> **EXERCISE DESCRIPTION**
Could you set down every entry below exactly as it is?

───

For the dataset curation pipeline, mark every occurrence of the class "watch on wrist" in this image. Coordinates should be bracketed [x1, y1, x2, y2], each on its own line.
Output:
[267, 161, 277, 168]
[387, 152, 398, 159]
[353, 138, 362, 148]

───

> **TASK OUTPUT**
For the dataset curation pipeline, mark every occurrence of the class "watch on wrist" in this image. Coordinates should be bracketed [x1, y1, x2, y2], each on its own line.
Output:
[267, 161, 277, 168]
[387, 152, 398, 159]
[353, 138, 362, 148]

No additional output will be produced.